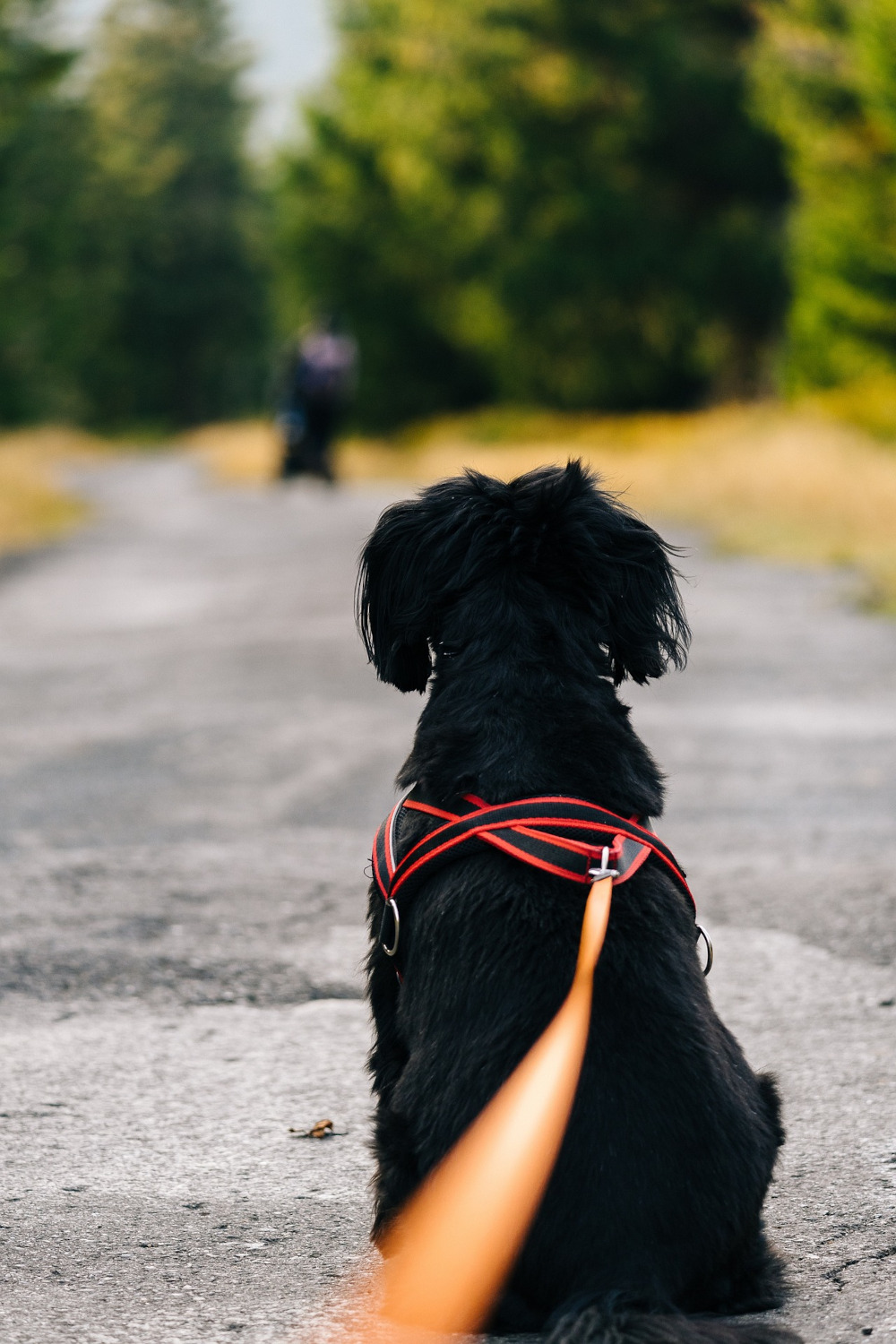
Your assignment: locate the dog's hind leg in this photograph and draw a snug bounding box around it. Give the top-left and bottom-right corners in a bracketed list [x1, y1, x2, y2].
[547, 1304, 804, 1344]
[371, 1102, 420, 1245]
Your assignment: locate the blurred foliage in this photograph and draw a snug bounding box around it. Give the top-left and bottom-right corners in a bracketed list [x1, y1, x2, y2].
[89, 0, 269, 425]
[0, 0, 89, 422]
[755, 0, 896, 392]
[278, 0, 788, 424]
[0, 0, 270, 429]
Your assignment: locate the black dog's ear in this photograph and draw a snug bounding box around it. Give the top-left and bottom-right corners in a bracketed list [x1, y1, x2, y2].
[606, 504, 691, 685]
[556, 461, 691, 685]
[511, 461, 691, 685]
[355, 500, 433, 691]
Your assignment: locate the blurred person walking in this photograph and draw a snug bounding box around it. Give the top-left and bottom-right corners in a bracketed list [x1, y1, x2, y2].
[278, 317, 358, 481]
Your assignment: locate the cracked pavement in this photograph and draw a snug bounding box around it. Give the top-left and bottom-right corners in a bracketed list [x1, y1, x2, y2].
[0, 456, 896, 1344]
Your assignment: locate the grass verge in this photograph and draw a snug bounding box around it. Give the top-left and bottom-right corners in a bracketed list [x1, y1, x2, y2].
[189, 403, 896, 615]
[0, 426, 109, 553]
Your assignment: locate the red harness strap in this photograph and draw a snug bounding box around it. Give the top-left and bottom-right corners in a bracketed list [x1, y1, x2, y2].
[374, 790, 696, 956]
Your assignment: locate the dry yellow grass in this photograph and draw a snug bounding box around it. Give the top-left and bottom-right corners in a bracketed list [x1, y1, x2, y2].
[0, 426, 108, 551]
[192, 403, 896, 613]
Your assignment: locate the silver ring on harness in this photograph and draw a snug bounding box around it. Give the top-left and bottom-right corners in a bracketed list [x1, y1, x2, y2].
[380, 900, 401, 957]
[589, 844, 619, 882]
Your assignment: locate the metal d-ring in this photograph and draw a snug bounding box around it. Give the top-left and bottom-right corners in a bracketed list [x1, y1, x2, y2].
[694, 925, 712, 976]
[380, 900, 401, 957]
[589, 844, 619, 882]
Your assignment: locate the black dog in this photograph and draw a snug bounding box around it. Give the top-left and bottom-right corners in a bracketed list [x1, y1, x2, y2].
[358, 462, 797, 1344]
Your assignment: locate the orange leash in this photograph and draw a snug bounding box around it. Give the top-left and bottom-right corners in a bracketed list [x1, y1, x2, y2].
[340, 876, 613, 1341]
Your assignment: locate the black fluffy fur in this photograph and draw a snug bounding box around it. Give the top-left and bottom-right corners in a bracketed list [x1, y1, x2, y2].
[358, 462, 797, 1344]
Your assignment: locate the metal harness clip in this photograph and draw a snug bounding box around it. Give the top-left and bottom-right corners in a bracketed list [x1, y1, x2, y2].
[380, 900, 401, 957]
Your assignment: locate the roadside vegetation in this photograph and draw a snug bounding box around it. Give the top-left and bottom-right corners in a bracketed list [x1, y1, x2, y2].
[0, 0, 896, 613]
[0, 427, 105, 554]
[186, 401, 896, 615]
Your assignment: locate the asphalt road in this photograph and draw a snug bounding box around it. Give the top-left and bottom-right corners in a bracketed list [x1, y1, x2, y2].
[0, 457, 896, 1344]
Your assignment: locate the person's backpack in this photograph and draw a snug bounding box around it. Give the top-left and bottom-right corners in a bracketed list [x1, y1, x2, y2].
[298, 332, 356, 401]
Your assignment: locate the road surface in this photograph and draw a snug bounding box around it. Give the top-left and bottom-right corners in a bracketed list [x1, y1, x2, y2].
[0, 456, 896, 1344]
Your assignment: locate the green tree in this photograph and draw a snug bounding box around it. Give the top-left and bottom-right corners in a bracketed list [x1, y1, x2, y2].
[278, 0, 788, 422]
[755, 0, 896, 390]
[0, 0, 97, 424]
[89, 0, 269, 425]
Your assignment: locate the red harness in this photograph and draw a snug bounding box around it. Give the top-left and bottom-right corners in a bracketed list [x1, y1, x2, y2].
[374, 790, 708, 969]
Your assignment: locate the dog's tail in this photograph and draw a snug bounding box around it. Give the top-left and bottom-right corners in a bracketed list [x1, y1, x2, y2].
[546, 1305, 804, 1344]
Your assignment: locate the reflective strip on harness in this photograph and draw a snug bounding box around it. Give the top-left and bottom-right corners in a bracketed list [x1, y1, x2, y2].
[374, 793, 694, 903]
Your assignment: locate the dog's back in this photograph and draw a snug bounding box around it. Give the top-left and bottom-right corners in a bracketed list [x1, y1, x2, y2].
[358, 464, 800, 1344]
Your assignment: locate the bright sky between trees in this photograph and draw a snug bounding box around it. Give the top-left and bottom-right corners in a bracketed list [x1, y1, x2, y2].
[59, 0, 334, 142]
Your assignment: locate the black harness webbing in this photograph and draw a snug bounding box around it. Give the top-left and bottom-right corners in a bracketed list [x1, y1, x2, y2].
[374, 790, 696, 954]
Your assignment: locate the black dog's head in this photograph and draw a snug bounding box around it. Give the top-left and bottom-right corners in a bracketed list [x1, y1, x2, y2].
[358, 461, 689, 691]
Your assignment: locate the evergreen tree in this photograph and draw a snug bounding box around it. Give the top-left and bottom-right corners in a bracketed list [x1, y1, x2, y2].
[756, 0, 896, 390]
[89, 0, 269, 425]
[280, 0, 788, 421]
[0, 0, 98, 424]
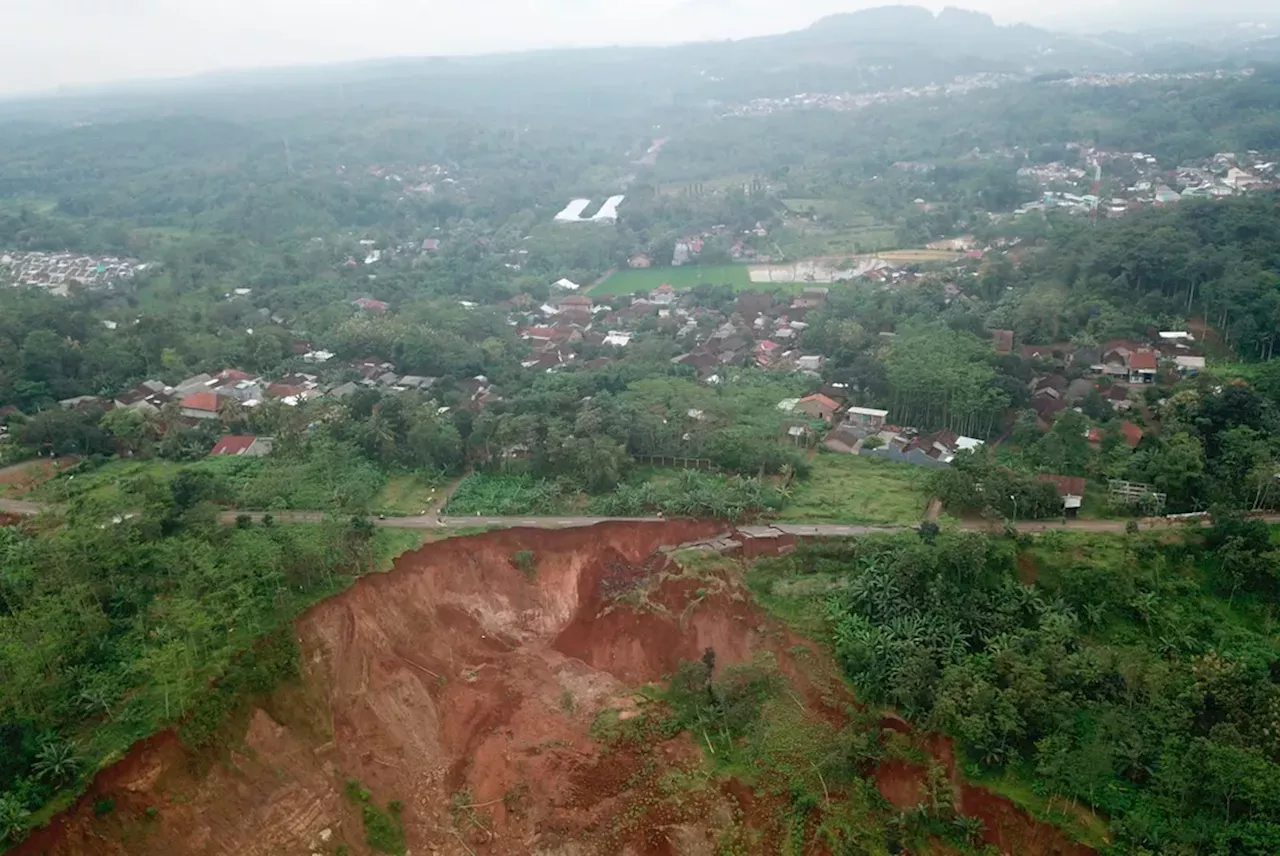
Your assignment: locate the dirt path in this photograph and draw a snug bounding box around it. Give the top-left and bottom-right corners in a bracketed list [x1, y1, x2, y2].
[0, 499, 1280, 537]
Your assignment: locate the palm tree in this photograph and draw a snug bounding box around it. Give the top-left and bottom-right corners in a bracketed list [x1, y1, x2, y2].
[0, 793, 31, 844]
[31, 740, 81, 787]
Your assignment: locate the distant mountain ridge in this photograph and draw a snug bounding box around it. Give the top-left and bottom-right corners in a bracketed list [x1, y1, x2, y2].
[2, 5, 1280, 118]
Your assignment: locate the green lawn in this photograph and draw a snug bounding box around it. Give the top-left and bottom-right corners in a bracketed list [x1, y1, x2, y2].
[591, 265, 751, 294]
[372, 475, 445, 517]
[778, 452, 931, 526]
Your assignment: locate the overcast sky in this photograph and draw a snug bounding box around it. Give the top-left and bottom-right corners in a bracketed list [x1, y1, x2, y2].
[0, 0, 1268, 95]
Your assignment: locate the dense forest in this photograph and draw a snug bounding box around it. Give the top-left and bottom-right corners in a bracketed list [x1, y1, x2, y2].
[754, 519, 1280, 856]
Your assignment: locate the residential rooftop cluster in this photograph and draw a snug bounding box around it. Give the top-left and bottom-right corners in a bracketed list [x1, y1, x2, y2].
[0, 251, 147, 297]
[1015, 145, 1280, 218]
[1048, 68, 1253, 88]
[724, 72, 1027, 116]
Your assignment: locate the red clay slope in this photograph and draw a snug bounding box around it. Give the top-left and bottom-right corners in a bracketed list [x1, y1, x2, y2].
[7, 521, 1092, 856]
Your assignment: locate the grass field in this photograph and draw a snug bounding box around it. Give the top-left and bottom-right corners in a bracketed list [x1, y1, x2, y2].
[874, 250, 964, 264]
[778, 453, 929, 526]
[372, 475, 444, 517]
[591, 265, 751, 294]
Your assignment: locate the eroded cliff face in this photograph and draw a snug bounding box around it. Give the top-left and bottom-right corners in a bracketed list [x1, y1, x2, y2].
[14, 521, 1089, 856]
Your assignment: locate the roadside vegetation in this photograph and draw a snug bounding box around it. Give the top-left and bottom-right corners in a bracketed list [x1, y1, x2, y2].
[593, 649, 986, 856]
[751, 517, 1280, 856]
[0, 477, 419, 843]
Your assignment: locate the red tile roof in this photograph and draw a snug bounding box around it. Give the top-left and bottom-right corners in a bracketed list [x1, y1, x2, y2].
[182, 393, 218, 413]
[209, 434, 257, 454]
[800, 393, 840, 411]
[262, 384, 307, 398]
[1036, 473, 1084, 496]
[1120, 422, 1143, 448]
[1129, 351, 1156, 371]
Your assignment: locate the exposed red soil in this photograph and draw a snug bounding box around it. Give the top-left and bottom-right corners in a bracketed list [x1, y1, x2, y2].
[0, 456, 78, 496]
[14, 521, 1092, 856]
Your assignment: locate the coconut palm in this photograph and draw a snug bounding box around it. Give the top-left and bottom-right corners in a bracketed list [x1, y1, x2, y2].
[0, 793, 31, 844]
[31, 740, 81, 787]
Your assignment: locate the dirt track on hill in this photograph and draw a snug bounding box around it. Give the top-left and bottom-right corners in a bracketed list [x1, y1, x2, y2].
[13, 521, 1092, 856]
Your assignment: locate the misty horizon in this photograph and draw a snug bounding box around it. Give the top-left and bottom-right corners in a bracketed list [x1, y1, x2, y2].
[0, 0, 1274, 96]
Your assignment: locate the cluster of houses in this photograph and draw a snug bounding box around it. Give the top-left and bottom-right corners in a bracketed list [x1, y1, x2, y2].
[724, 72, 1025, 116]
[506, 280, 829, 384]
[992, 330, 1204, 429]
[0, 252, 147, 297]
[627, 223, 773, 269]
[45, 351, 500, 456]
[1015, 143, 1280, 218]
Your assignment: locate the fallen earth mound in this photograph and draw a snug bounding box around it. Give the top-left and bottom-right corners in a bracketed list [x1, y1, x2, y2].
[13, 521, 1092, 856]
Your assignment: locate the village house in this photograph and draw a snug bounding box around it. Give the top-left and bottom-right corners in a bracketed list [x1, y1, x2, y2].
[795, 393, 840, 425]
[1036, 473, 1085, 517]
[179, 390, 225, 420]
[1174, 354, 1204, 376]
[115, 380, 173, 413]
[649, 283, 676, 306]
[353, 297, 390, 312]
[209, 434, 274, 458]
[845, 407, 888, 435]
[755, 339, 782, 369]
[1129, 351, 1158, 384]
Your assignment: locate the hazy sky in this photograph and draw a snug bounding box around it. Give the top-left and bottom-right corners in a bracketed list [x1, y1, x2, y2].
[0, 0, 1263, 93]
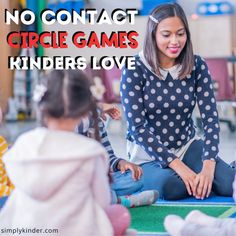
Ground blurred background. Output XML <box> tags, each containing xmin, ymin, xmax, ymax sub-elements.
<box><xmin>0</xmin><ymin>0</ymin><xmax>236</xmax><ymax>162</ymax></box>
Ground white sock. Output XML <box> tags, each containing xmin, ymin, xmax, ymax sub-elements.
<box><xmin>185</xmin><ymin>210</ymin><xmax>218</xmax><ymax>226</ymax></box>
<box><xmin>164</xmin><ymin>215</ymin><xmax>185</xmax><ymax>236</ymax></box>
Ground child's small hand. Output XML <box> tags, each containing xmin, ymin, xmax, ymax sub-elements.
<box><xmin>100</xmin><ymin>103</ymin><xmax>121</xmax><ymax>120</ymax></box>
<box><xmin>117</xmin><ymin>160</ymin><xmax>143</xmax><ymax>180</ymax></box>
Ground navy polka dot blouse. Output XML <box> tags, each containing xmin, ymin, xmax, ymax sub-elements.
<box><xmin>121</xmin><ymin>56</ymin><xmax>219</xmax><ymax>168</ymax></box>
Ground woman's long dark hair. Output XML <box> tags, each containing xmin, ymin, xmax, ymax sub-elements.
<box><xmin>143</xmin><ymin>3</ymin><xmax>194</xmax><ymax>79</ymax></box>
<box><xmin>39</xmin><ymin>70</ymin><xmax>100</xmax><ymax>141</ymax></box>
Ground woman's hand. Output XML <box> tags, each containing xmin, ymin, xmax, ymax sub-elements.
<box><xmin>169</xmin><ymin>158</ymin><xmax>197</xmax><ymax>195</ymax></box>
<box><xmin>194</xmin><ymin>160</ymin><xmax>216</xmax><ymax>199</ymax></box>
<box><xmin>117</xmin><ymin>160</ymin><xmax>143</xmax><ymax>180</ymax></box>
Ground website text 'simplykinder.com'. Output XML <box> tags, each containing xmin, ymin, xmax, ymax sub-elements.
<box><xmin>0</xmin><ymin>228</ymin><xmax>59</xmax><ymax>235</ymax></box>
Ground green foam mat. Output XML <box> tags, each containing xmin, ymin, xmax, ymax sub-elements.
<box><xmin>130</xmin><ymin>205</ymin><xmax>233</xmax><ymax>233</ymax></box>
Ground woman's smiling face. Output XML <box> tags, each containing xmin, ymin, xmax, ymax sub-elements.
<box><xmin>156</xmin><ymin>17</ymin><xmax>187</xmax><ymax>67</ymax></box>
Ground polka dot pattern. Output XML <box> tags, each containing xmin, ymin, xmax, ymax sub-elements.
<box><xmin>120</xmin><ymin>56</ymin><xmax>219</xmax><ymax>167</ymax></box>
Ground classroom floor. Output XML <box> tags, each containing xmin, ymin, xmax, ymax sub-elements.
<box><xmin>0</xmin><ymin>116</ymin><xmax>236</xmax><ymax>163</ymax></box>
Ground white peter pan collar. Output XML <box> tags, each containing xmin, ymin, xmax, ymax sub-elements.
<box><xmin>139</xmin><ymin>51</ymin><xmax>182</xmax><ymax>80</ymax></box>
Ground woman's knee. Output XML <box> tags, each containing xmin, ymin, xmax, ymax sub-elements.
<box><xmin>212</xmin><ymin>159</ymin><xmax>235</xmax><ymax>197</ymax></box>
<box><xmin>162</xmin><ymin>175</ymin><xmax>188</xmax><ymax>200</ymax></box>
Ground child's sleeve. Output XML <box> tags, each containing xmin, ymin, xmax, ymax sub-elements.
<box><xmin>92</xmin><ymin>156</ymin><xmax>111</xmax><ymax>209</ymax></box>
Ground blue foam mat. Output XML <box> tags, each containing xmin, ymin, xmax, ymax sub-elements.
<box><xmin>155</xmin><ymin>196</ymin><xmax>236</xmax><ymax>205</ymax></box>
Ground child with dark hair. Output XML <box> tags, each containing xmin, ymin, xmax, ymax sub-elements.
<box><xmin>0</xmin><ymin>70</ymin><xmax>133</xmax><ymax>236</ymax></box>
<box><xmin>121</xmin><ymin>3</ymin><xmax>235</xmax><ymax>200</ymax></box>
<box><xmin>77</xmin><ymin>114</ymin><xmax>158</xmax><ymax>207</ymax></box>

= = = =

Aim:
Rewrite the records from the line with "Your assignment: locate the black dog's head" up to and including the line with "[358, 461, 689, 691]", putting "muzzle" in place of "head" and leaving everything else unchanged.

Task result:
Your assignment: locate the black dog's muzzle in this photograph and draw a snug bounding box around it. Give the top-left and bottom-right corners in a bracketed list [x1, y1, x2, y2].
[358, 461, 689, 691]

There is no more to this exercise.